▶ [Task prompt] Quote the lines from the line holding "Spot the woman's hand" to the very end of the listing, exactly, and no others.

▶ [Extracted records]
· · · ·
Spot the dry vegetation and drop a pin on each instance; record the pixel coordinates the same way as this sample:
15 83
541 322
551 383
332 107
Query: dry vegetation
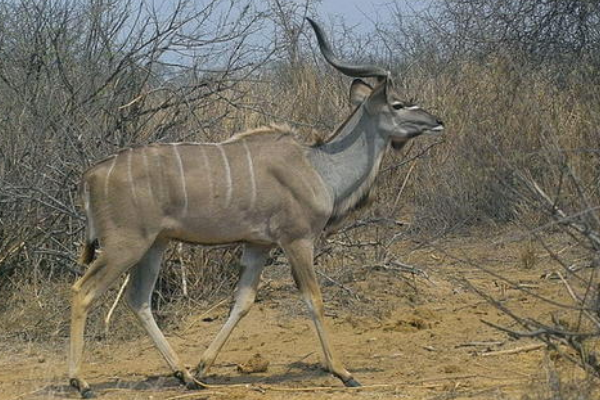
519 96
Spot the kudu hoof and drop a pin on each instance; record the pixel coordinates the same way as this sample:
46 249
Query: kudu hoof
351 383
188 381
83 388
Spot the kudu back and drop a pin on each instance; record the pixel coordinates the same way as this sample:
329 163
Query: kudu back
261 188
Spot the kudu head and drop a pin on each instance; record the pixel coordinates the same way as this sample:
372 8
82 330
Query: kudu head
396 121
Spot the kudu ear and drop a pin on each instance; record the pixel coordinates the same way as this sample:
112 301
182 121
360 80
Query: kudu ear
359 92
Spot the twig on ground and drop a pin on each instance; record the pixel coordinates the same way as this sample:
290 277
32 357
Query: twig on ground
517 350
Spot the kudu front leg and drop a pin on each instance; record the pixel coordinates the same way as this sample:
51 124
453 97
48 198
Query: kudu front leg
253 261
139 299
300 254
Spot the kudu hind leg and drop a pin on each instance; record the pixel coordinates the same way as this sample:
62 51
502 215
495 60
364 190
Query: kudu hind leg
139 299
253 261
300 256
98 278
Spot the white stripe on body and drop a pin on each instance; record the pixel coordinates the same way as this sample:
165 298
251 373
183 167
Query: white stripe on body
146 170
182 174
130 177
228 175
112 165
252 177
207 173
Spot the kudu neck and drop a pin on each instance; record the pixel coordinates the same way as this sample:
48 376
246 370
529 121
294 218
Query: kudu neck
350 162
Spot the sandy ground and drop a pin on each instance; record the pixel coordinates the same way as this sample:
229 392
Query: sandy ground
408 338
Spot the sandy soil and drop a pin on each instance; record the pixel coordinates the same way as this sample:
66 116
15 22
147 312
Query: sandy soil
406 338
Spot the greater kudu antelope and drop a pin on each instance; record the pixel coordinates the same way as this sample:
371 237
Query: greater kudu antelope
261 188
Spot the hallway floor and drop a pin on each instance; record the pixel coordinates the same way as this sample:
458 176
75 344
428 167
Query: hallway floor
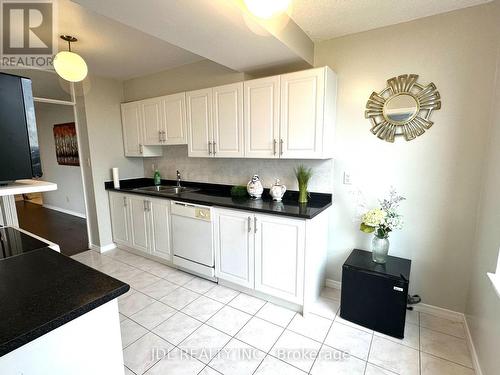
68 231
176 323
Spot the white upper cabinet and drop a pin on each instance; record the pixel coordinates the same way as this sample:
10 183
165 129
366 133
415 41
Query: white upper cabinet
199 122
134 130
227 115
305 131
152 117
174 115
261 117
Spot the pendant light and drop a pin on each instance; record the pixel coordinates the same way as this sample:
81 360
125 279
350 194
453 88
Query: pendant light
69 65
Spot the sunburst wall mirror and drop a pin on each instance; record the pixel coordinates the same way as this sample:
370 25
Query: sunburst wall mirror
403 108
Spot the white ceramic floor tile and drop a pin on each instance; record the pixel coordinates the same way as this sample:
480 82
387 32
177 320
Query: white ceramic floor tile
411 338
178 277
143 280
260 334
222 294
331 293
449 327
247 303
348 323
205 343
295 349
349 340
176 362
237 358
153 315
140 355
325 307
199 285
332 361
394 357
313 326
412 317
131 331
436 366
202 308
445 346
177 328
180 298
276 314
375 370
134 303
159 289
273 366
229 320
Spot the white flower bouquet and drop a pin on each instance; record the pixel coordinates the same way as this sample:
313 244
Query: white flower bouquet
383 220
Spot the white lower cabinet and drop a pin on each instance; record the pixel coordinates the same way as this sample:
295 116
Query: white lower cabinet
141 223
261 252
234 247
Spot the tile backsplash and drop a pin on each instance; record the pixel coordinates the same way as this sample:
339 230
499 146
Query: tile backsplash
238 171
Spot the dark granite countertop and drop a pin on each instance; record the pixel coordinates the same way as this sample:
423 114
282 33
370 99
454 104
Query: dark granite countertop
43 290
219 195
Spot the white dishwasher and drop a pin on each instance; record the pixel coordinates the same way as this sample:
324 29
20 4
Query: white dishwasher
192 235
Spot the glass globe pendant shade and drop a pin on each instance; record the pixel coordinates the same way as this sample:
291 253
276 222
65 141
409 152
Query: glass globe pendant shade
70 66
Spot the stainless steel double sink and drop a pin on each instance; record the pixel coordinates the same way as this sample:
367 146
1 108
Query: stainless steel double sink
166 190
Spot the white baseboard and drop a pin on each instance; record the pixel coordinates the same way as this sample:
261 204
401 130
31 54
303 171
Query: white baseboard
103 249
439 312
63 210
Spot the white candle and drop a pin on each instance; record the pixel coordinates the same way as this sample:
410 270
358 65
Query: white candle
116 178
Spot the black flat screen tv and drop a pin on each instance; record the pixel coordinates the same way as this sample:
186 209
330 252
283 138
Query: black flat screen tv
19 151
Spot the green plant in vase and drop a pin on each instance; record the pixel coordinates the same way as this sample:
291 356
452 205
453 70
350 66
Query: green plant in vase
303 175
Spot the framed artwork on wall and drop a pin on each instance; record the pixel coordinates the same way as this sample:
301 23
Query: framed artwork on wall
66 144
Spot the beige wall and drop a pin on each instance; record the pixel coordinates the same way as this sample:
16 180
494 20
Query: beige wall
483 305
440 172
102 116
188 77
69 193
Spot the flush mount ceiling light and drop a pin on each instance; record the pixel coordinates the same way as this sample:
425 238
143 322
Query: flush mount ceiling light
69 65
267 8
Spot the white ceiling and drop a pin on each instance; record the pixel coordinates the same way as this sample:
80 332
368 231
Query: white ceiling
326 19
114 50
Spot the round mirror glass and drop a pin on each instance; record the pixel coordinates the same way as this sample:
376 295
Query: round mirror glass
400 108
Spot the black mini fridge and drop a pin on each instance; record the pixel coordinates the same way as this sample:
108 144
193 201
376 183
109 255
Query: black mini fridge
374 295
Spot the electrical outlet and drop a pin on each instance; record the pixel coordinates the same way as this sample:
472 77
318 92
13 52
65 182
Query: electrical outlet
347 178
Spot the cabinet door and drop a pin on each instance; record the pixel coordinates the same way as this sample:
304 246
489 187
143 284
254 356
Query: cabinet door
139 223
302 101
132 134
199 122
234 247
261 117
159 214
279 257
228 121
152 118
118 205
174 107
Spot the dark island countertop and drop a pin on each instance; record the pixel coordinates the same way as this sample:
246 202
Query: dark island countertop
219 195
42 290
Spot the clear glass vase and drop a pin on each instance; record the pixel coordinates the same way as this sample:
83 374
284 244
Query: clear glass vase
380 249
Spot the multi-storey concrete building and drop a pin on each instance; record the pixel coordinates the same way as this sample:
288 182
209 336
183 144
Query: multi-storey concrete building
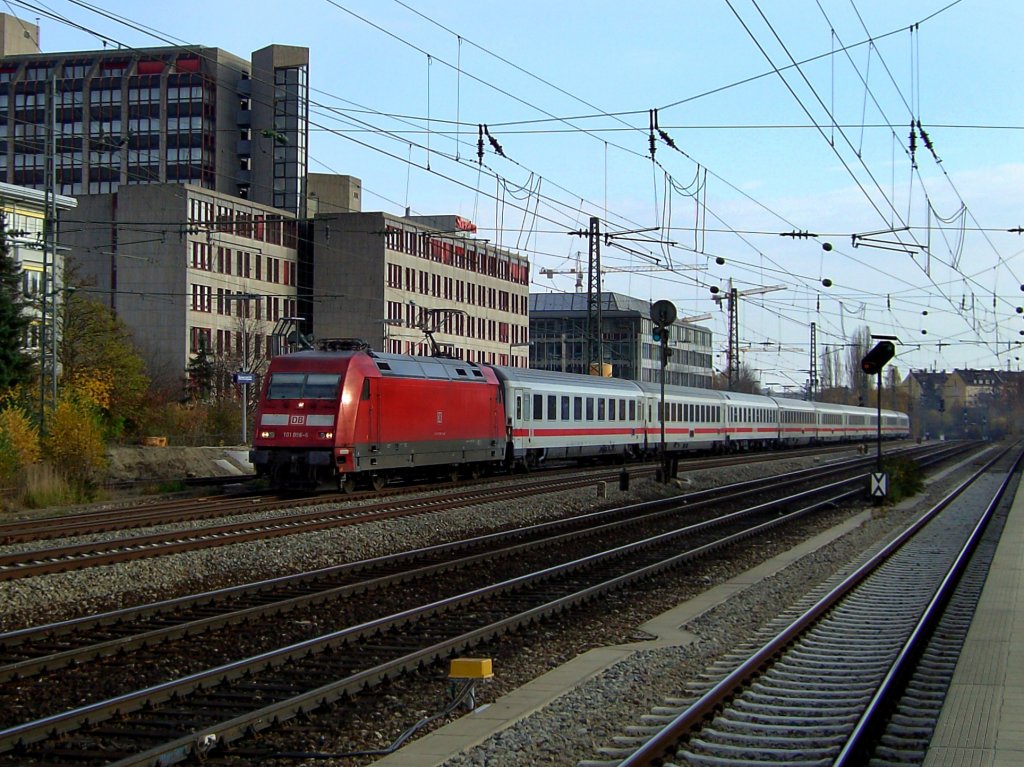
24 214
396 283
176 114
558 340
186 267
201 227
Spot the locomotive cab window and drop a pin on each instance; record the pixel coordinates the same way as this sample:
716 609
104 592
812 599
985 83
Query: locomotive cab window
303 386
322 386
285 386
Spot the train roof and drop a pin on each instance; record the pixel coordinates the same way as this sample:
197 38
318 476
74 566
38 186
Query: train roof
654 389
404 366
396 366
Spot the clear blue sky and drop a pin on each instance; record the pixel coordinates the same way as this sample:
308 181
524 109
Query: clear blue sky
565 88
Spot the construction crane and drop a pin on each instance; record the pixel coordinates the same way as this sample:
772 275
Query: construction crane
732 297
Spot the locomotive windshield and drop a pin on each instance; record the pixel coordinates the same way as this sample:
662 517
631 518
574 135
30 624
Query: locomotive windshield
303 386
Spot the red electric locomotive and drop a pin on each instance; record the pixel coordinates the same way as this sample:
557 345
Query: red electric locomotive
346 416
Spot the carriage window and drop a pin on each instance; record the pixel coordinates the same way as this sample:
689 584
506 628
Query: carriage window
322 386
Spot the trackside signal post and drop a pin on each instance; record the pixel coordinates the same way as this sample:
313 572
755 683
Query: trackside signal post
663 313
872 364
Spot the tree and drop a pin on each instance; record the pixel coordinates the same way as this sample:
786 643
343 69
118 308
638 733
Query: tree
97 357
201 373
15 367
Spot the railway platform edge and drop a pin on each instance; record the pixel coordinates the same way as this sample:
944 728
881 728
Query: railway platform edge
982 720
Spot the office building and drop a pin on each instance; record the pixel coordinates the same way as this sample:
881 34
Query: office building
558 340
419 285
176 114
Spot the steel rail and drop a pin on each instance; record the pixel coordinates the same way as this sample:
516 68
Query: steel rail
620 561
660 748
146 512
42 561
172 618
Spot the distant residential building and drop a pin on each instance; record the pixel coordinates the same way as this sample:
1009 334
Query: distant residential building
558 340
176 114
187 268
24 213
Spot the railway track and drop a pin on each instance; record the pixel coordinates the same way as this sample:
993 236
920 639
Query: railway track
290 680
27 562
821 689
147 513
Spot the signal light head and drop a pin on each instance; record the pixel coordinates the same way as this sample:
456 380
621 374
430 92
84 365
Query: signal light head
876 358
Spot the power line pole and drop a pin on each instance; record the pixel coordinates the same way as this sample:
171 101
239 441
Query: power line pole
732 355
813 367
595 350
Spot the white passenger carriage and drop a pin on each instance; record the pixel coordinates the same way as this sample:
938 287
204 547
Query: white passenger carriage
752 421
798 421
565 416
694 418
838 423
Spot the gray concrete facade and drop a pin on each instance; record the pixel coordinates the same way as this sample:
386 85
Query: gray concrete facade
178 263
386 280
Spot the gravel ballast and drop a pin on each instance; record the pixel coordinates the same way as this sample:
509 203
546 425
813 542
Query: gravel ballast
569 729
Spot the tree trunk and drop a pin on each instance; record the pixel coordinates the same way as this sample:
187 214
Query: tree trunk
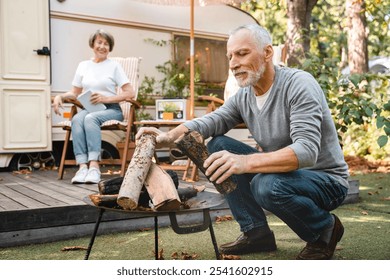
298 29
357 37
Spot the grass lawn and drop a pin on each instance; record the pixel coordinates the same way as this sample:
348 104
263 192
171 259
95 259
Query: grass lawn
367 236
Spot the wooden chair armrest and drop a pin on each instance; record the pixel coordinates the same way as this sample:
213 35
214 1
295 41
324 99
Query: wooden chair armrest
135 103
74 102
211 99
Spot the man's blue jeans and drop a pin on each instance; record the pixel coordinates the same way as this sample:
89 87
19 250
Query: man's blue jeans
86 133
302 198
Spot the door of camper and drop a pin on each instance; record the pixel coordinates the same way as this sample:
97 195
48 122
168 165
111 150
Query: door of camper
25 114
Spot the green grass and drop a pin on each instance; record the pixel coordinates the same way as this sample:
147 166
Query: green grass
367 236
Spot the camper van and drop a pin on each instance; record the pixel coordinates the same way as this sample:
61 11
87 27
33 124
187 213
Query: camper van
43 41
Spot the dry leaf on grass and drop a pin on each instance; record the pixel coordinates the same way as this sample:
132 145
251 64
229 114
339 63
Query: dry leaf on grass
230 257
74 248
199 188
184 256
23 172
220 219
160 255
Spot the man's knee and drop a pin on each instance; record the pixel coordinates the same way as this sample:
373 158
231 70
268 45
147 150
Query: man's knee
263 187
216 144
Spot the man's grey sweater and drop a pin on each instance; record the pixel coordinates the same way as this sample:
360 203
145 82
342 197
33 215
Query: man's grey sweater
295 115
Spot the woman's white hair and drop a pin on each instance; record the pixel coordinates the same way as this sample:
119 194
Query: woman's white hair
259 34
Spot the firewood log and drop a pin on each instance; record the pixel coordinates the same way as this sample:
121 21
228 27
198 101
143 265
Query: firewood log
161 189
104 200
113 185
137 172
192 145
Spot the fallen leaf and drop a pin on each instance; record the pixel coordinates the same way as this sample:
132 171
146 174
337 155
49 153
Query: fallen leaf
200 188
230 257
23 171
160 255
74 248
175 255
220 219
144 229
186 256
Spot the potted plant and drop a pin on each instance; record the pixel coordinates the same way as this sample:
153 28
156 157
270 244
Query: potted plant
169 109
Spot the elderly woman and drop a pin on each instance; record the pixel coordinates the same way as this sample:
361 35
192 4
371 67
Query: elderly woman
101 76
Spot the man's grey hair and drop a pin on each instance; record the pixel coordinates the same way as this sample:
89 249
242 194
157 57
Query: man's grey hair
259 34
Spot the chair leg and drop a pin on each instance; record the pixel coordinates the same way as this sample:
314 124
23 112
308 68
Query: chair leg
63 157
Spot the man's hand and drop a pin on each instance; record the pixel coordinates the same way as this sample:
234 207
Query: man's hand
57 104
161 137
223 164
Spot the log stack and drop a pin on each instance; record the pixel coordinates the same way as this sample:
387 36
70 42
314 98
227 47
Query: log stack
143 181
192 145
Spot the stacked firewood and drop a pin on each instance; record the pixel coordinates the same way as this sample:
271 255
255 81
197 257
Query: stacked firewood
144 181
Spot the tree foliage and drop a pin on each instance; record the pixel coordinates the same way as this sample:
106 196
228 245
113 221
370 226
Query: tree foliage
359 102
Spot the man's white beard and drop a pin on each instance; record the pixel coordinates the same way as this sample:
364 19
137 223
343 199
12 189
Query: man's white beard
253 77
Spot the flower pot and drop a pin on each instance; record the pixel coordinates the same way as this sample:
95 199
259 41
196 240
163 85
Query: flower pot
168 116
121 146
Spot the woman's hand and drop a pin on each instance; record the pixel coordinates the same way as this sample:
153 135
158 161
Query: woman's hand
162 138
97 98
223 164
57 104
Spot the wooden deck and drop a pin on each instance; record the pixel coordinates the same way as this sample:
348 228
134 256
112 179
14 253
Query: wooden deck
37 207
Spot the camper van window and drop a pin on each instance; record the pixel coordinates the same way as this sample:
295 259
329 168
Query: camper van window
210 57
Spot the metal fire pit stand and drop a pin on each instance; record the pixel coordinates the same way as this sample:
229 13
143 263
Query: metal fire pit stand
201 203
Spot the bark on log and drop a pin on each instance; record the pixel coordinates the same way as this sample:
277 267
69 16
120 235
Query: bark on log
110 186
104 200
192 145
161 189
113 185
137 172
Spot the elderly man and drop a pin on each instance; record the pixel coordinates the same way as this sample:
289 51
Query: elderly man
299 174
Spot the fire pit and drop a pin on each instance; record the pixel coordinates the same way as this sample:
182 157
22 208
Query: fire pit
202 202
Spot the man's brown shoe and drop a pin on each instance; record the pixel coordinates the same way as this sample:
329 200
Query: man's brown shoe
245 245
319 250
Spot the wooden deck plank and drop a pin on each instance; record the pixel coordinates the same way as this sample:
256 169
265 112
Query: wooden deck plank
7 204
19 197
54 193
40 196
· · · ·
▶ [Right answer]
Spot the woman's hand and drop a pin on each instance; record the pixel coordinates the same way as this sample:
153 135
158 161
Query: woman's hand
162 138
97 98
223 164
57 104
Spot the wooden deck and drop a pin on each instance; record the pixel coordinates the same way as this sample:
348 228
134 256
112 179
14 253
Query: wooden deck
37 207
Spot the camper van window and drop a pin on each instance; record the pixel coordinates the same way as this sample:
295 259
329 168
Query: camper van window
210 57
Spot the metal fire pit stand and drop a pin on each instance; record the pixel coordinates the same way as this sample:
229 13
143 263
Query: metal fire pit stand
201 203
Spot the bark on log and drop a pin on each instance; record the pixel coordinates the same way as this sample:
277 267
69 16
120 235
Query: bark on log
110 186
104 200
192 145
161 189
113 185
137 172
Spot the elderly man and drop a pin on each instance; record the pixel coordinates the same way as this sample:
289 51
Query: elderly man
299 174
Spot the fire pit and drop a pin on each instance; record the pixel coordinates the same way as this sample:
182 157
22 208
Query: fire pit
202 202
Spot the man's brown shoe and drop a pin on each instance; record the pixel coordinates the same way as this sample:
329 200
Query: man's brown shoe
245 245
319 250
Spot the wooden deck plank and drop a pin on each instance; record the pixel coordinates the same way as this sample:
256 169
265 112
Query: wooden deck plank
7 204
19 197
54 193
40 196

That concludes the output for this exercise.